* Start *

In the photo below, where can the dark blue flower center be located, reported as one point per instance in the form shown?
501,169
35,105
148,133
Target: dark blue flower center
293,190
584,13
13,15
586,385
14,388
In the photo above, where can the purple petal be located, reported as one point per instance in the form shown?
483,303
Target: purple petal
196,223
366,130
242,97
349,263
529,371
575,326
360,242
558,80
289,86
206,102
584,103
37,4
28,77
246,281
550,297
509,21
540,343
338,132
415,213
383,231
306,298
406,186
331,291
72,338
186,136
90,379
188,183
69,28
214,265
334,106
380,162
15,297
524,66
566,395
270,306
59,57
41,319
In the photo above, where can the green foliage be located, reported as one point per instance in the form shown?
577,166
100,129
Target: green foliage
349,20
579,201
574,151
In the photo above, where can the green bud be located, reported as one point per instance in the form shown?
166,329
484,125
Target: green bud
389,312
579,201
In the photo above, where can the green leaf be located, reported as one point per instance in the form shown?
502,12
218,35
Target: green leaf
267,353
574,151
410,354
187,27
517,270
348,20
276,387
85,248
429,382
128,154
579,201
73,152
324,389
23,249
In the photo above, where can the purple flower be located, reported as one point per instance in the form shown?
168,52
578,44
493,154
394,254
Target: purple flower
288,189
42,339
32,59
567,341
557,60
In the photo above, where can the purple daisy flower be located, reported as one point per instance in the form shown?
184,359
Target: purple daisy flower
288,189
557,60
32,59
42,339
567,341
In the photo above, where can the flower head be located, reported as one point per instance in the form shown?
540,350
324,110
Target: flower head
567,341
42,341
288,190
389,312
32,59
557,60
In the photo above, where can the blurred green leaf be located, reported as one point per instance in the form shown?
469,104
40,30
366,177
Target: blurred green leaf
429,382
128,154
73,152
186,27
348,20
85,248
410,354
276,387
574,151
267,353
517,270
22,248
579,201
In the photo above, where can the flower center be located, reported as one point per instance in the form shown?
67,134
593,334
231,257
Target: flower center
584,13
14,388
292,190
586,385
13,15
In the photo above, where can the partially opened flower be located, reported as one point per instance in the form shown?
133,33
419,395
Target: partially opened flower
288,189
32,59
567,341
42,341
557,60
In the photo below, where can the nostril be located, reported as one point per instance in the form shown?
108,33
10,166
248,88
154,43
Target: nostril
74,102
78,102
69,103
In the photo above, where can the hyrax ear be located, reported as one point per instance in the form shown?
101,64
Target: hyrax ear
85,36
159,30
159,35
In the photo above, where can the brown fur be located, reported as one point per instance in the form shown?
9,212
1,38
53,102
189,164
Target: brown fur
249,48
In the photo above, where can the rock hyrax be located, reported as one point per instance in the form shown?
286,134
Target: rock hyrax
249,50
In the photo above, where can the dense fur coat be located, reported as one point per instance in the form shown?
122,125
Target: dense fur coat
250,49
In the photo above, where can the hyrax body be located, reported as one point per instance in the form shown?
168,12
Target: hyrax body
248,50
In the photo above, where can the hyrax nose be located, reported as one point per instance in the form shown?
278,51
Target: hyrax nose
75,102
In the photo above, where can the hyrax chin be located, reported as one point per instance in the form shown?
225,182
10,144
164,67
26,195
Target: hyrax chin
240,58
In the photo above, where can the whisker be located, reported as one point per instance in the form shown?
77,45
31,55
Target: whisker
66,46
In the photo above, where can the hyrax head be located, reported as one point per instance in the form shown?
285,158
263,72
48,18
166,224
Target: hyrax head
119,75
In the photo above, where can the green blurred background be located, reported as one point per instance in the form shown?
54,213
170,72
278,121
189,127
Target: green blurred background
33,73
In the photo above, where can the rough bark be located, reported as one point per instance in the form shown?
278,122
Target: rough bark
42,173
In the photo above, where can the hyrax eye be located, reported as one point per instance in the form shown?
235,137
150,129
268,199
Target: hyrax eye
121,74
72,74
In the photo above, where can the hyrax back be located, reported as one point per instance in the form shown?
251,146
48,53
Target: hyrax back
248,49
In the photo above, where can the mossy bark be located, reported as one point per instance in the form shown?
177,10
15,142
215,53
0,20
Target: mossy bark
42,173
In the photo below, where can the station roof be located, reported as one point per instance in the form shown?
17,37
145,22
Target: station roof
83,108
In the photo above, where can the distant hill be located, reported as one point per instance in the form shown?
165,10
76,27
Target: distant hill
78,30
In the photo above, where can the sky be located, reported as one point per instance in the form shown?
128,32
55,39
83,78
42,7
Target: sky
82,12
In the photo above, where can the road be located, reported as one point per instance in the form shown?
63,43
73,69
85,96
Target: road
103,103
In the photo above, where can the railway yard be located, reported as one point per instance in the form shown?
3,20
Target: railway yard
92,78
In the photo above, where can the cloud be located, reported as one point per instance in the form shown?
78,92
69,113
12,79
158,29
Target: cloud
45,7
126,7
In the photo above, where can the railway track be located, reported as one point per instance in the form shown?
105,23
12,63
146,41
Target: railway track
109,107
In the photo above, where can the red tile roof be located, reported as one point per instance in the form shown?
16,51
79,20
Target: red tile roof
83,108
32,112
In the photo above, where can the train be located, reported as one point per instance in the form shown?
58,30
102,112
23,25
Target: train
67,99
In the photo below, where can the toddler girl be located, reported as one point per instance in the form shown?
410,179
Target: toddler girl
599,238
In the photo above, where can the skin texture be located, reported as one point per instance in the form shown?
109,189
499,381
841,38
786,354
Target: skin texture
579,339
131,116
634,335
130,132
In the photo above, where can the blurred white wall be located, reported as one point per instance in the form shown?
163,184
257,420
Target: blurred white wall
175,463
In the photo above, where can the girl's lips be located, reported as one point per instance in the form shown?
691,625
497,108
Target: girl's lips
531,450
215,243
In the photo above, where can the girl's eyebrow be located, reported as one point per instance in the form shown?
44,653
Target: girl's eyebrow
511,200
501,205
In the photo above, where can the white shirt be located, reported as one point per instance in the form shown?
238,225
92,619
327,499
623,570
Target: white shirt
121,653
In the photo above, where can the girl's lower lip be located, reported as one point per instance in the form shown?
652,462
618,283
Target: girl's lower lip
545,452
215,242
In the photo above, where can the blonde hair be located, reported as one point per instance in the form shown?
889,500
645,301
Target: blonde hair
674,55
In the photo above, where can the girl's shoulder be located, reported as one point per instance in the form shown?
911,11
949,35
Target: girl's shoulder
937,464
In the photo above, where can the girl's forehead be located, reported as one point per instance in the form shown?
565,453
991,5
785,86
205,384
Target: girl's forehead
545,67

* End *

Reproduce the listing shown above in its entirety, exactly.

In the photo below, where can the dark blue flower center be located, reported as one point per instance in the form shown?
501,169
35,105
148,133
Target: dark blue flower center
293,190
584,13
13,15
586,385
14,388
In the photo above, where can the purple petal be located, reported as one point per instance in the form shown?
483,303
Target: purple petal
196,223
366,130
242,97
349,263
529,371
575,326
360,242
558,80
289,86
206,102
584,103
37,4
28,77
246,281
550,297
509,21
540,343
338,132
415,213
383,231
306,298
406,186
331,291
72,338
186,136
90,379
188,183
69,28
214,265
334,106
380,162
15,297
524,66
566,395
270,306
59,57
41,319
In the photo above, where can the green foliage be located, reported as one point per instance in the form shown?
577,166
100,129
Target: green foliage
349,20
579,201
574,151
In the photo above, where can the green bud be located, reported as one point per instance in the form shown?
166,329
484,125
Target: green bud
389,312
579,201
In the photo above, where can the green leaf be located, reported as one point per instance in the form shown?
502,12
218,35
Target: green leaf
267,353
574,151
410,354
187,27
517,270
348,20
276,387
85,248
429,382
128,154
579,201
73,152
324,389
23,249
In the photo above, where can the purple flower be located, reported as one point per instance in the form shown?
168,52
578,44
493,154
394,254
Target: purple flower
288,189
42,339
32,59
567,341
557,60
In the photo above, where can the purple daisy flower be located, reported as one point per instance in the form shown?
184,359
Target: purple daisy flower
288,189
557,60
32,59
42,339
567,341
In the photo above, where can the flower head be located, reported as one point per instance in the form shown?
540,350
324,110
Target: flower head
567,341
42,341
288,190
389,312
32,59
557,60
In the photo above, where can the blurred green leaf be located, reported as one point per instance in the form shown?
469,104
40,30
366,177
Target: blurred green leaf
429,382
128,154
73,152
186,27
348,20
85,248
410,354
276,387
574,151
267,353
517,270
22,248
579,201
In the photo above, where can the flower center be located, reported as one point per instance in the form shown?
67,134
593,334
231,257
Target: flower center
584,13
14,388
292,190
586,385
13,15
In the photo above, where can the partially opened flower be located, reported as one point per instance in the form shown?
133,33
419,395
Target: partially opened flower
288,189
32,59
567,341
42,341
557,60
In the photo below, where can the nostril be located, reported as one point per instance in the form shown?
108,33
10,166
248,88
154,43
Target: nostril
74,102
78,102
69,103
In the photo above, where can the hyrax ear be located, reported as one point per instance in the form shown?
101,64
Target: hyrax ear
85,36
159,30
159,35
In the photo above, where can the brown fur be located, reported as one point per instance in the form shown?
9,212
1,38
53,102
189,164
Target: brown fur
249,48
In the photo above, where can the rock hyrax be located, reported as one point per instance in the form shown?
286,134
Target: rock hyrax
249,50
In the photo above, where can the dense fur coat be located, reported as one point per instance in the form shown?
122,125
Target: dense fur coat
250,49
In the photo above, where can the hyrax body be located, reported as one point per instance in the form shown?
168,12
Target: hyrax body
248,50
In the photo above, where can the hyrax nose be located, reported as one point per instance in the form shown?
278,51
Target: hyrax nose
75,102
In the photo above, where can the hyrax chin be located, reported as one point per instance in the form shown?
225,182
10,144
164,67
26,195
Target: hyrax chin
240,58
In the photo above, where can the whisker be located, reported as one point per instance in the form shown?
77,45
31,55
Target: whisker
66,46
In the photo above, where can the hyrax head be located, reported as one point per instance in the form shown?
285,158
263,72
48,18
166,224
Target: hyrax head
119,75
In the photo above, where can the green blurred background be located, reported as one point per instance in the form shown?
54,213
170,72
278,121
189,127
Target: green blurred background
33,73
In the photo above, where can the rough bark be located, reported as one point per instance in the form shown?
278,122
Target: rough bark
42,173
In the photo above, where can the hyrax eye be located, reported as one point per instance in the form shown?
235,137
150,129
268,199
Target: hyrax eye
121,74
72,74
In the photo above, where can the hyrax back be located, reported as one point per instance in the form shown?
251,146
48,53
Target: hyrax back
248,49
In the photo above, where can the mossy bark be located, reported as one point per instance in the form shown?
177,10
15,142
215,53
0,20
Target: mossy bark
42,173
In the photo below, where can the station roof be located, reported as one point per instance in the form shown?
17,37
145,22
Target: station roof
83,108
In the photo above, where can the distant hill be located, reported as one point per instance in the form shown?
165,10
76,27
Target: distant hill
78,30
In the photo above, where can the sky be located, reported as one point per instance in the form shown?
128,32
55,39
83,78
42,7
Target: sky
82,12
In the photo above, where can the road be located, reported as one point per instance in the form shown?
63,43
73,69
85,96
Target: road
103,103
In the photo above, where can the railway yard be located, reported as one point per instance in the form shown?
3,20
Target: railway yard
92,78
In the photo above, where can the cloud be located, reported as one point per instance in the form shown?
78,92
69,113
12,79
158,29
Target: cloud
45,7
126,7
In the photo above, where can the railway track be located, reported as one point per instance in the form shown?
105,23
12,63
146,41
Target: railway track
109,107
In the photo above, where can the red tile roof be located, reported as one point per instance in the form shown?
16,51
79,20
Target: red tile roof
83,108
32,112
In the photo above, where can the train be located, reported as one point per instance in the form shown?
58,30
102,112
23,25
Target: train
67,99
In the photo below, where can the toddler girl be located, reported as one point per instance in the form shown?
410,179
Target: toddler girl
599,238
In the photo above, where can the skin texture be located, reported as one point per instance in the form shown?
109,189
499,381
841,38
786,354
Target: skin texture
579,339
131,116
634,335
130,132
In the photo above, where can the blurred white wall be located, reported as one point per instance in the form shown?
163,184
257,420
Target: blurred white wall
175,463
In the photo above, where can the girl's lips be located, reported as one point per instance in the form shown?
691,625
497,108
Target: girl's lips
531,450
215,243
In the photo above, where can the girl's eyebrow be located, reported as one point per instance in the form shown?
44,653
Target: girl's eyebrow
511,200
501,205
In the photo above, where can the white shirt be located, reported as one point per instance in the form shown?
238,225
92,619
327,499
623,570
Target: white shirt
121,653
In the photo above, where can the girl's lower lip be located, reported as one point per instance in the form shown?
652,462
618,283
Target: girl's lower lip
545,452
215,242
In the photo above, where can the blonde hair be located, reported as one point per instance in the form shown?
889,500
645,301
Target: blonde hair
674,55
In the photo above, where can the girl's shoulder be located, reported as one point per instance in the form shown?
911,11
949,35
Target: girl's shoulder
937,464
In the photo above, where can the girl's forehead be located, reported as one point per instance in the form shown?
565,453
991,5
785,86
205,384
Target: girl's forehead
545,67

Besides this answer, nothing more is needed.